- _TASK TO CARRY OUT_
Once you have read the data below, print all of it exactly.

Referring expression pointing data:
▶

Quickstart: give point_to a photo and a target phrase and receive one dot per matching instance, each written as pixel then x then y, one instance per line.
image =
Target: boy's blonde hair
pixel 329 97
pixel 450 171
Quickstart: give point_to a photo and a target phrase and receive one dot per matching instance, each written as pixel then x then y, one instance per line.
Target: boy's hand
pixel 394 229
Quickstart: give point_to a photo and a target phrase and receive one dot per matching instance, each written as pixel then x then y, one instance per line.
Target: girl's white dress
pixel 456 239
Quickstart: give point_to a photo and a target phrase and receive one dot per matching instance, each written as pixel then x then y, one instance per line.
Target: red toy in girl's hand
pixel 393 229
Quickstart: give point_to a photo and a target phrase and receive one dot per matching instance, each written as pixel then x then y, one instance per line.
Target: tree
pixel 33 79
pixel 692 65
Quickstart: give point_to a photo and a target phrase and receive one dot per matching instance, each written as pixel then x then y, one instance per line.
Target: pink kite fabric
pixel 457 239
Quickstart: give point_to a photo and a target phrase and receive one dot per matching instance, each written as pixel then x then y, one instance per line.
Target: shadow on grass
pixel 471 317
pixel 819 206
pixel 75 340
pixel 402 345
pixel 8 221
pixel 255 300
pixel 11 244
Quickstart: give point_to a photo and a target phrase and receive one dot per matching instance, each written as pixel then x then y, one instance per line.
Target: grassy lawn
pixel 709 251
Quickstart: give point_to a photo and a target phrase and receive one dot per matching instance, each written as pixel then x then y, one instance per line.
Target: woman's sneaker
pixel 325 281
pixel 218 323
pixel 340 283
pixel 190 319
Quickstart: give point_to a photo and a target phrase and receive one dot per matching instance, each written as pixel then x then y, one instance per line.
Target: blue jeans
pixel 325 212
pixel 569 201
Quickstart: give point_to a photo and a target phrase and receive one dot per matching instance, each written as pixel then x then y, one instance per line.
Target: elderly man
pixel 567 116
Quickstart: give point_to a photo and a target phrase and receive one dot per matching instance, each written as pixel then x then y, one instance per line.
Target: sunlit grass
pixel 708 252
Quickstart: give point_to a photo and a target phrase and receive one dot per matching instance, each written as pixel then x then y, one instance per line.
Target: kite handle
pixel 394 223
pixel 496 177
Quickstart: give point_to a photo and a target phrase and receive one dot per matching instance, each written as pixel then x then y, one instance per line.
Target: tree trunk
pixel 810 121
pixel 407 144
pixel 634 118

◀

- _WRITTEN SOLUTION_
Quickstart: give point_to a photo and a target phrase and receive one dot per matching instance, each written as pixel then x then y, one instance per line.
image =
Target: boy's blonde hair
pixel 329 97
pixel 450 171
Quickstart: give point_to a photo and a target phrase and receive one dot per matching instance, each written as pixel then x then y, one instance per line.
Target: boy's hand
pixel 394 229
Quickstart: give point_to a photo and a target phrase and receive one dot per matching instance, each written as pixel then x then y, one instance per line.
Target: girl's white dress
pixel 456 239
Quickstart: give point_to a photo and a target phrase and receive one dot per matching instance, each written as pixel then x then y, one instance per line.
Target: red toy in girl's hand
pixel 393 229
Quickstart: give point_to a photo and a target phrase and receive one dot per matching instance, each written as pixel then x then y, one instance per line.
Target: tree
pixel 33 79
pixel 692 65
Quickstart: give point_to a photo and a target phrase and receive one dot per matching instance, each written as pixel then x then y, one instance per line.
Target: pink kite fabric
pixel 457 239
Quickstart: give point_to a photo and a target phrase and receive one dot per matching instance, each written as pixel then x then y, one instance per line.
Target: shadow on grass
pixel 471 317
pixel 819 206
pixel 75 340
pixel 402 345
pixel 8 221
pixel 255 300
pixel 11 244
Quickstart: give point_to a photo and a target phrase and receive one dot per matching instance, each written as pixel then x then y, one instance per line.
Target: grassy lawn
pixel 709 251
Quickstart: give point_to a photo and a target phrase and receive one dot per matching instance, each written as pixel then x then y, one instance per line.
Target: woman's sneaker
pixel 325 281
pixel 218 323
pixel 340 283
pixel 190 319
Quickstart: give point_to a photo and a target phrase and receive one dot per matching instance, each written as pixel then x then y, one instance per line.
Target: blue jeans
pixel 325 212
pixel 569 201
Quickstart: give point_to a photo and a target phrase and receive one dot per matching instance, each written as pixel then x then y, one instance per line.
Target: elderly man
pixel 567 116
Quickstart: give point_to a photo and a target phrase and receive one dot per matching instance, each written as pixel then x then y, one instance per line.
Target: sunlit grass
pixel 708 252
Quickstart: give point_to a photo and a target phrase and receive one dot per matching instance, each written as pixel then x then y, one instance per line.
Target: kite handle
pixel 394 223
pixel 496 177
Quickstart: give point_to a photo and a target phrase and receive one dot per matching instance, each written as pixel then x then y, one instance per line.
Target: tree trunk
pixel 810 121
pixel 407 144
pixel 634 118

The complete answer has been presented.